[Instruction]: Reproduce each line of the listing exactly.

-- BEGIN Supplied material --

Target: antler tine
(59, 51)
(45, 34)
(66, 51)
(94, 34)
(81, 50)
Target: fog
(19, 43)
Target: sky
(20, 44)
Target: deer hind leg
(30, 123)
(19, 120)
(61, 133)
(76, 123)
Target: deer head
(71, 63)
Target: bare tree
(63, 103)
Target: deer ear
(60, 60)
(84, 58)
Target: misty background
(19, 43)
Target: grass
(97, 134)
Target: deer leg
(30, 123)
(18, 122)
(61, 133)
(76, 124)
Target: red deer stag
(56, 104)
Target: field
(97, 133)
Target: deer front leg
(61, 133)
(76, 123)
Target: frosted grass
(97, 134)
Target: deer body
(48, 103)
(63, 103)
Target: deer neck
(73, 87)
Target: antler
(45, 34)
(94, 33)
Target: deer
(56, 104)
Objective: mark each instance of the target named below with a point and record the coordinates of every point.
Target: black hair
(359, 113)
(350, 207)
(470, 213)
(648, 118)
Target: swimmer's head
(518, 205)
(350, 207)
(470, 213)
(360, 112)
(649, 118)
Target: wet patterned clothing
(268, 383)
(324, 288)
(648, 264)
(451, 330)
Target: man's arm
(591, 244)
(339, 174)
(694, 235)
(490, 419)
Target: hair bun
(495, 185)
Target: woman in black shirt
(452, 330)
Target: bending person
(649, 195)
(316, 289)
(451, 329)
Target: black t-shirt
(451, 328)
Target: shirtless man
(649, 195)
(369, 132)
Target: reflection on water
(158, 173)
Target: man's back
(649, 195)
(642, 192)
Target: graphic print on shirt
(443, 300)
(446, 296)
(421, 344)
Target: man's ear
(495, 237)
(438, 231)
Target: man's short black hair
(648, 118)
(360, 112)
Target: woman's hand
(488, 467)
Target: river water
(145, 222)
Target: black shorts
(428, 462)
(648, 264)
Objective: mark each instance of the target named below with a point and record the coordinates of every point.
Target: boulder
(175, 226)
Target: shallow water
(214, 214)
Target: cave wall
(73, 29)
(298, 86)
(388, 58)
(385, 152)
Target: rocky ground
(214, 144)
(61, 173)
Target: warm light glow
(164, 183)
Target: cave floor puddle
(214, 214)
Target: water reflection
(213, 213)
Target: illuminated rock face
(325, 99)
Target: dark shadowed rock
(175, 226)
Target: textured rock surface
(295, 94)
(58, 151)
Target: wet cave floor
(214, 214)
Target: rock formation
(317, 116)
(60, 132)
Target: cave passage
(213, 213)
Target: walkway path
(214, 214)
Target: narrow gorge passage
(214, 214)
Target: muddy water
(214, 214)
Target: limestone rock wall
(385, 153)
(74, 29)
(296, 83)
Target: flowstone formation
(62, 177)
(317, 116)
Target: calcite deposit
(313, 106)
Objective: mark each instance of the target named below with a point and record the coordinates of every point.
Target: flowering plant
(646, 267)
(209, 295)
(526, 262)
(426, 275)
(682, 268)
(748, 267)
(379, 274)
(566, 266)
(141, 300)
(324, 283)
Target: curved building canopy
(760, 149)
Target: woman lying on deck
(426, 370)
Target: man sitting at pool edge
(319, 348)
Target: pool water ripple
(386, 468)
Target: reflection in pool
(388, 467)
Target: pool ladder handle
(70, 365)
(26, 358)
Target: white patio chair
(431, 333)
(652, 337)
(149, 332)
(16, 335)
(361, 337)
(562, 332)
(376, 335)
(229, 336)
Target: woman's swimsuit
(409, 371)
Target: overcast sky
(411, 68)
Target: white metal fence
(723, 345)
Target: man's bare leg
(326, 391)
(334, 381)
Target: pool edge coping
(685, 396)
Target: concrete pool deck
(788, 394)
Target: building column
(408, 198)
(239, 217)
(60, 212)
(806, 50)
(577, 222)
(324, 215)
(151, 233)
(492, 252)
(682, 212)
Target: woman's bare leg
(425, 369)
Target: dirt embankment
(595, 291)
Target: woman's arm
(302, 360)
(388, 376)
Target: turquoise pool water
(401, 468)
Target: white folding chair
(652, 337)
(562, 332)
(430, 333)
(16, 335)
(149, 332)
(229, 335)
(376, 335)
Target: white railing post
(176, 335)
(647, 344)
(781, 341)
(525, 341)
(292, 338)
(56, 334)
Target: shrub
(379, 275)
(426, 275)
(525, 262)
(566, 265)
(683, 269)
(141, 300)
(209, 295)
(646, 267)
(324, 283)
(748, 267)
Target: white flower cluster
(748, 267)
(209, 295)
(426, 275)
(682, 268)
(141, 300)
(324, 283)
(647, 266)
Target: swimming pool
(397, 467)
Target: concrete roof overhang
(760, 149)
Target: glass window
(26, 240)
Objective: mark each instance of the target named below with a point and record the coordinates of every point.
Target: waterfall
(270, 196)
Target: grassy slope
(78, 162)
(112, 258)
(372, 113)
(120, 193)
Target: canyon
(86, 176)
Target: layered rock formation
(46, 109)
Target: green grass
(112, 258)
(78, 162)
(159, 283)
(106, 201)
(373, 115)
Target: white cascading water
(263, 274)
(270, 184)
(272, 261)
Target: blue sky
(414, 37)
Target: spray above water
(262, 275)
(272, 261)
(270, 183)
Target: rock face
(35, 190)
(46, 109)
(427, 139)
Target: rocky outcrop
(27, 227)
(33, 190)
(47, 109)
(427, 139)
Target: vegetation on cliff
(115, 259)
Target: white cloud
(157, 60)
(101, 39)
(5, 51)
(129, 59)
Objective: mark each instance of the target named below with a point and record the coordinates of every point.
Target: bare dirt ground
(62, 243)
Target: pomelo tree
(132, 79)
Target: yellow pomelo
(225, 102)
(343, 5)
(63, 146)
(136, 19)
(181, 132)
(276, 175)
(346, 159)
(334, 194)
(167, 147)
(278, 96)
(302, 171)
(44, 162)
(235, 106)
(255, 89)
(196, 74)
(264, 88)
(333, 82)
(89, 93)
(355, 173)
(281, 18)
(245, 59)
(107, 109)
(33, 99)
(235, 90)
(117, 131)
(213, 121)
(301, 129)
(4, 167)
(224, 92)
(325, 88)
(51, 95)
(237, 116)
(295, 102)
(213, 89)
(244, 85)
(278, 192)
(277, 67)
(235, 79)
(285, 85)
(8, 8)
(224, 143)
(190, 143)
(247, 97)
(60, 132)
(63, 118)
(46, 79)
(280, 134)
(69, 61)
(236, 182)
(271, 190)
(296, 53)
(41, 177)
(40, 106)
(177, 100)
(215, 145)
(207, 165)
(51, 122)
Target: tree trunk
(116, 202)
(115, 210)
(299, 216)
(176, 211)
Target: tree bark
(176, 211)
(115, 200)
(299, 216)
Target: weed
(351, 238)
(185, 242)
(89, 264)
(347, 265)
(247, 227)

-- END Supplied material --

[Exercise result]:
Target: antler tine
(59, 51)
(45, 34)
(66, 51)
(94, 34)
(81, 50)
Target: fog
(19, 43)
Target: sky
(20, 44)
Target: deer hind leg
(30, 123)
(19, 120)
(61, 133)
(76, 123)
Target: deer head
(71, 63)
Target: bare tree
(63, 103)
Target: deer ear
(60, 60)
(84, 58)
Target: misty background
(19, 43)
Target: grass
(97, 134)
Target: deer leg
(30, 123)
(18, 122)
(61, 133)
(76, 124)
Target: red deer stag
(56, 104)
Target: field
(97, 133)
Target: deer front leg
(61, 133)
(76, 123)
Target: frosted grass
(97, 134)
Target: deer body
(48, 103)
(63, 103)
Target: deer neck
(73, 87)
Target: antler
(45, 34)
(94, 33)
Target: deer
(56, 104)
Objective: mark each instance of the target named below with a point and record the coordinates of every point.
Target: black hair
(359, 113)
(350, 207)
(470, 213)
(648, 118)
Target: swimmer's head
(518, 205)
(350, 207)
(470, 213)
(360, 112)
(649, 118)
Target: wet patterned clothing
(268, 383)
(324, 288)
(648, 264)
(451, 330)
Target: man's arm
(591, 244)
(339, 174)
(694, 235)
(490, 419)
Target: hair bun
(495, 185)
Target: woman in black shirt
(452, 330)
Target: bending person
(649, 195)
(316, 289)
(451, 329)
Target: black t-shirt
(451, 328)
Target: shirtless man
(649, 195)
(369, 132)
Target: reflection on water
(158, 173)
Target: man's back
(649, 195)
(642, 192)
Target: graphic print on shirt
(443, 300)
(446, 296)
(421, 344)
Target: man's ear
(495, 237)
(438, 231)
Target: man's short black hair
(648, 118)
(360, 112)
Target: woman's hand
(488, 467)
Target: river water
(145, 222)
Target: black shorts
(428, 462)
(648, 264)
Objective: mark each instance of the target named below with a point and record the coordinates of every point.
Target: boulder
(175, 226)
Target: shallow water
(214, 214)
Target: cave wall
(73, 29)
(298, 86)
(388, 58)
(385, 152)
Target: rocky ground
(214, 144)
(61, 173)
Target: warm light glow
(164, 183)
Target: cave floor puddle
(214, 214)
Target: water reflection
(213, 213)
Target: illuminated rock face
(325, 99)
Target: dark shadowed rock
(175, 226)
Target: textured rock surface
(295, 94)
(58, 151)
Target: wet cave floor
(214, 214)
Target: rock formation
(317, 116)
(60, 132)
Target: cave passage
(213, 213)
Target: walkway path
(214, 214)
Target: narrow gorge passage
(214, 214)
Target: muddy water
(214, 214)
Target: limestone rock wall
(385, 153)
(74, 29)
(296, 83)
Target: flowstone formation
(62, 177)
(317, 116)
Target: calcite deposit
(313, 106)
Objective: mark each instance of the target named below with a point and record the coordinates of every point.
Target: flowering plant
(646, 267)
(209, 295)
(526, 262)
(426, 275)
(682, 268)
(748, 267)
(379, 274)
(566, 266)
(141, 300)
(324, 283)
Target: curved building canopy
(760, 149)
Target: woman lying on deck
(426, 370)
Target: man sitting at pool edge
(319, 348)
Target: pool water ripple
(386, 468)
Target: reflection in pool
(388, 467)
Target: pool ladder handle
(70, 365)
(26, 358)
Target: white patio chair
(431, 333)
(652, 337)
(149, 332)
(16, 335)
(361, 337)
(562, 332)
(376, 335)
(229, 336)
Target: woman's swimsuit
(409, 371)
Target: overcast sky
(411, 68)
Target: white metal fence
(723, 345)
Target: man's bare leg
(326, 391)
(334, 381)
Target: pool edge coping
(685, 396)
Target: concrete pool deck
(788, 394)
Target: building column
(408, 198)
(239, 217)
(60, 212)
(806, 50)
(577, 222)
(324, 215)
(151, 233)
(492, 252)
(682, 212)
Target: woman's bare leg
(425, 369)
Target: dirt embankment
(595, 291)
Target: woman's arm
(302, 360)
(388, 376)
Target: turquoise pool water
(401, 468)
Target: white folding chair
(652, 337)
(562, 332)
(430, 333)
(16, 335)
(149, 332)
(229, 335)
(376, 335)
Target: white railing post
(176, 335)
(647, 344)
(781, 341)
(525, 341)
(292, 338)
(56, 334)
Target: shrub
(379, 275)
(426, 275)
(525, 262)
(566, 265)
(683, 269)
(141, 300)
(209, 295)
(646, 267)
(324, 283)
(748, 267)
Target: white flower cluster
(748, 267)
(209, 295)
(426, 275)
(682, 268)
(141, 300)
(324, 283)
(647, 266)
Target: swimming pool
(397, 467)
Target: concrete roof overhang
(760, 149)
Target: glass window
(26, 240)
Objective: mark each instance of the target named below with a point and record the coordinates of every point.
Target: waterfall
(270, 196)
Target: grassy slope
(78, 162)
(112, 258)
(372, 113)
(120, 193)
Target: canyon
(86, 176)
Target: layered rock formation
(46, 109)
Target: green grass
(112, 258)
(78, 162)
(159, 283)
(106, 201)
(373, 115)
Target: white cascading water
(263, 274)
(270, 184)
(272, 261)
Target: blue sky
(414, 37)
Target: spray above water
(262, 275)
(272, 261)
(270, 183)
Target: rock face
(35, 190)
(46, 109)
(427, 139)
Target: rocky outcrop
(27, 227)
(33, 190)
(47, 109)
(427, 139)
Target: vegetation on cliff
(115, 259)
Target: white cloud
(157, 60)
(101, 39)
(5, 51)
(129, 59)
Objective: mark each instance of the target named below with a point and record the coordinates of every point.
Target: bare dirt ground
(62, 243)
Target: pomelo tree
(132, 79)
Target: yellow pomelo
(225, 102)
(343, 5)
(63, 146)
(136, 19)
(181, 132)
(276, 175)
(346, 159)
(334, 194)
(167, 147)
(278, 96)
(302, 171)
(44, 162)
(235, 106)
(255, 89)
(196, 74)
(264, 88)
(333, 82)
(89, 93)
(355, 173)
(281, 18)
(245, 59)
(107, 109)
(33, 99)
(235, 90)
(117, 131)
(213, 121)
(301, 129)
(4, 167)
(224, 92)
(325, 88)
(51, 95)
(237, 116)
(295, 102)
(213, 89)
(244, 85)
(278, 192)
(277, 67)
(235, 79)
(285, 85)
(8, 8)
(224, 143)
(190, 143)
(247, 97)
(60, 132)
(63, 118)
(46, 79)
(280, 134)
(69, 61)
(236, 182)
(271, 190)
(296, 53)
(41, 177)
(40, 106)
(177, 100)
(215, 145)
(207, 165)
(51, 122)
Target: tree trunk
(116, 202)
(115, 210)
(299, 216)
(176, 211)
Target: tree bark
(176, 211)
(115, 200)
(299, 216)
Target: weed
(351, 238)
(185, 242)
(89, 264)
(347, 265)
(247, 227)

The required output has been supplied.